Activity:
Below are records; how many of their lines contain "blue"? Give the number and no other words.

Excerpted records:
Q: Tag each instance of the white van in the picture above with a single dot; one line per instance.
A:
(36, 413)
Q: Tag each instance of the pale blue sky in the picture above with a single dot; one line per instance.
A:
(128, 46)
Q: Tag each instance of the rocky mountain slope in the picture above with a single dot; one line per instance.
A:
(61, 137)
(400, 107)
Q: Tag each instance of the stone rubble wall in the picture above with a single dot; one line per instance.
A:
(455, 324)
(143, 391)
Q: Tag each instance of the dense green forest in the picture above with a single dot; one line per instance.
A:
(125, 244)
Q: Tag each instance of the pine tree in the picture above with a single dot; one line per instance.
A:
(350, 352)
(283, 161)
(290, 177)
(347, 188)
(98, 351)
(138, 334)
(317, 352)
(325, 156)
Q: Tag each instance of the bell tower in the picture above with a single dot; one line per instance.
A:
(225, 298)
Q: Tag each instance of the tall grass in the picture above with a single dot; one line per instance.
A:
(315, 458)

...

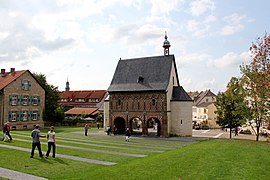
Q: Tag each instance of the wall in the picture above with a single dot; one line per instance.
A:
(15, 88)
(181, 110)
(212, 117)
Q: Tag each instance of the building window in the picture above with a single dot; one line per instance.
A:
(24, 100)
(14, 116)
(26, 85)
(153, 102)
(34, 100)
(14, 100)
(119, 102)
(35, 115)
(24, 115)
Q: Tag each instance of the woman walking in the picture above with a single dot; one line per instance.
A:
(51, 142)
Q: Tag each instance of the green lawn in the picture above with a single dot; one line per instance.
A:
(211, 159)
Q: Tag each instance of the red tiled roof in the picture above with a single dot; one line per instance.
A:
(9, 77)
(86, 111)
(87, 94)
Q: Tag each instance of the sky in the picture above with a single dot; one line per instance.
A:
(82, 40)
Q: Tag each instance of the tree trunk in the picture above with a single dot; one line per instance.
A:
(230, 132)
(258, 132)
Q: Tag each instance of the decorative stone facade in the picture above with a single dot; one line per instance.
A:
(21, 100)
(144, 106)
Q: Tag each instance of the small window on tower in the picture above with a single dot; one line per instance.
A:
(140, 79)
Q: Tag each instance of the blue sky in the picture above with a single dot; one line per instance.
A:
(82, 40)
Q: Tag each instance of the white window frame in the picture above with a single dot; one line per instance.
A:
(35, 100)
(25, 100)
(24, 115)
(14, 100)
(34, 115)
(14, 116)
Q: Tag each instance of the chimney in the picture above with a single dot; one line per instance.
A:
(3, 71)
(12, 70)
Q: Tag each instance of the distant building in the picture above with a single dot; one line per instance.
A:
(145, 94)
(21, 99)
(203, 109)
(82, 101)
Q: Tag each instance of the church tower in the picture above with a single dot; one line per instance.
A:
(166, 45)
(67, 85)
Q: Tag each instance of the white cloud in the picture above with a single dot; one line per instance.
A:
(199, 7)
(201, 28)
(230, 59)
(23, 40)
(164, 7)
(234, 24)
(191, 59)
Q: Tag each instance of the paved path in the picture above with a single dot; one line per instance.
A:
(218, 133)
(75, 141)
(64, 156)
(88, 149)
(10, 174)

* * *

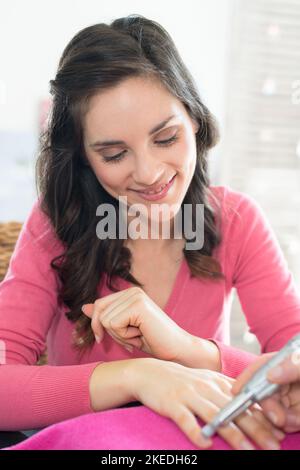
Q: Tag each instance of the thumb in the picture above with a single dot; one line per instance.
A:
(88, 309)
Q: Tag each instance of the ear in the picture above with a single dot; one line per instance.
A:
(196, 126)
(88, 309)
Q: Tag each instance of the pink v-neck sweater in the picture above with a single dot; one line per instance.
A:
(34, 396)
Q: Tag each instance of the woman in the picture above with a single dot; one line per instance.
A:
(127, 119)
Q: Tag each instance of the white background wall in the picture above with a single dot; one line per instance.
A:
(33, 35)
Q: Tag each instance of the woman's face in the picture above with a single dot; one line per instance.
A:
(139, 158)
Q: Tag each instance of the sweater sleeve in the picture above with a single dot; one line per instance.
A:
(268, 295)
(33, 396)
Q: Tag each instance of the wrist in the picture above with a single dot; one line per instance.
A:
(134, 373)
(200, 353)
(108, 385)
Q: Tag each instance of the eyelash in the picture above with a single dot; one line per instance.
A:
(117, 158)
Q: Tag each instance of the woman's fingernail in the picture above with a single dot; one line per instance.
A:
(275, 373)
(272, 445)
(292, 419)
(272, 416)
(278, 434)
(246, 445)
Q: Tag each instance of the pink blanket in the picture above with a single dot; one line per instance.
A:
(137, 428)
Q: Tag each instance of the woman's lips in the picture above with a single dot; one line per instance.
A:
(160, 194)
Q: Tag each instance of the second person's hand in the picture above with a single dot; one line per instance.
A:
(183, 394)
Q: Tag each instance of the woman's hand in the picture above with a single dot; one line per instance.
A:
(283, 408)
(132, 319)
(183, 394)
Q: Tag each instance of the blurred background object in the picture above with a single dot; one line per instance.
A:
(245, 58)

Answer:
2